### What is being asked:
Each line of the data that mentions the string "locate" needs to be identified and copied.

[[ Listed entries, beginning ]]

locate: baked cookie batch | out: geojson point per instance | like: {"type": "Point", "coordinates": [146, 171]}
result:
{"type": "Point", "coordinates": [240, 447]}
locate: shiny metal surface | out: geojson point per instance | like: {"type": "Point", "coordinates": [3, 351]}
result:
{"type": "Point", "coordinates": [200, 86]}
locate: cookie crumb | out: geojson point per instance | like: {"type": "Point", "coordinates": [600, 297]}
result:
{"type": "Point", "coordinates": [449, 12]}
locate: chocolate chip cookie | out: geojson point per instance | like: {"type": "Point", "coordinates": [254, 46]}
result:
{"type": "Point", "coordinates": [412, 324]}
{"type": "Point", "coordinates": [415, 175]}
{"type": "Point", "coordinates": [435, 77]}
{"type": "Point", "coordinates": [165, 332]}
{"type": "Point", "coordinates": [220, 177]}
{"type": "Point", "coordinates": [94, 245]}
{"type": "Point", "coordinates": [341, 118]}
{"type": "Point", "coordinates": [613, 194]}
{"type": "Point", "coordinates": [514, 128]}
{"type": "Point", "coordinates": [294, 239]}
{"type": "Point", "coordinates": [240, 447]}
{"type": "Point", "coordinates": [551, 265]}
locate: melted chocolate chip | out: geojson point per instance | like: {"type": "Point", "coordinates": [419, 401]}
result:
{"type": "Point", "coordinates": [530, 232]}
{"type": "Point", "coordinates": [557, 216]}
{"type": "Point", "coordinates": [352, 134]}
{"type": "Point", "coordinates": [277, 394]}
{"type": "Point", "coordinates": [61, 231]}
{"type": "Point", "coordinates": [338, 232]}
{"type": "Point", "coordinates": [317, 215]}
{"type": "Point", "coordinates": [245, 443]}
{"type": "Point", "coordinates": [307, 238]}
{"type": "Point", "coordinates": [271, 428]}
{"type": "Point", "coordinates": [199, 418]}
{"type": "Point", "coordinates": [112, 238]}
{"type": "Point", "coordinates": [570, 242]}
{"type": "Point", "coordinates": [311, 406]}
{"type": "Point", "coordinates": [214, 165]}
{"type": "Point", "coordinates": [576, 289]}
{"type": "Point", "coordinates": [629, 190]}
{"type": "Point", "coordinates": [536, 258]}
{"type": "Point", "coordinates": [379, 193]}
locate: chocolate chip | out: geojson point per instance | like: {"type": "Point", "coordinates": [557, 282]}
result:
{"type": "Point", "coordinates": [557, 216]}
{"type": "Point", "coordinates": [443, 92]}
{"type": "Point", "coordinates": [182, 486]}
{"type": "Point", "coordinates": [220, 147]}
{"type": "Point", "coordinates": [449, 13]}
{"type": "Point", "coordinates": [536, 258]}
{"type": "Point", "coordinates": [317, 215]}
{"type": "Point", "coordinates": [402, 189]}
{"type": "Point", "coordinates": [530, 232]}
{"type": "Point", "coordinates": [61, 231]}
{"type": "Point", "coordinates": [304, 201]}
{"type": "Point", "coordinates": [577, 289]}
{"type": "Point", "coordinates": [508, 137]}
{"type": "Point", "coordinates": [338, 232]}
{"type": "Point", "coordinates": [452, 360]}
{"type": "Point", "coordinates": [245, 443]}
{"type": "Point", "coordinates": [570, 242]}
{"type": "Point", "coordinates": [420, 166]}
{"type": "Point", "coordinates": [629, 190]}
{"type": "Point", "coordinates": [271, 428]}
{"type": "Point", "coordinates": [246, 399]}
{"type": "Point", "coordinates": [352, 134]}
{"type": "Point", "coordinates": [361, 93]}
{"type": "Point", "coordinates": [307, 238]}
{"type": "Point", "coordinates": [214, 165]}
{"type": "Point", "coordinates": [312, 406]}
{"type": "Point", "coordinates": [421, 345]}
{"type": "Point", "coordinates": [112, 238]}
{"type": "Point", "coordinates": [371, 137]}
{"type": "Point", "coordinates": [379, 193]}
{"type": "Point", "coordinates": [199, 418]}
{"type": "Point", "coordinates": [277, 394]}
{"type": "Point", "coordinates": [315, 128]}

[[ Listed entries, end ]]

### Answer space:
locate: baked cookie batch | out: geojson point per instance | like: {"type": "Point", "coordinates": [146, 171]}
locate: shiny metal surface | out: geojson point per instance | like: {"type": "Point", "coordinates": [3, 351]}
locate: cookie crumb | out: geojson point per instance | like: {"type": "Point", "coordinates": [600, 297]}
locate: chocolate chip cookie | out: geojson point per instance | like: {"type": "Point", "coordinates": [254, 46]}
locate: melted chocolate chip | out: geojson point per instance | like: {"type": "Point", "coordinates": [419, 401]}
locate: chocolate chip | out: geojson point per instance | like: {"type": "Point", "coordinates": [557, 282]}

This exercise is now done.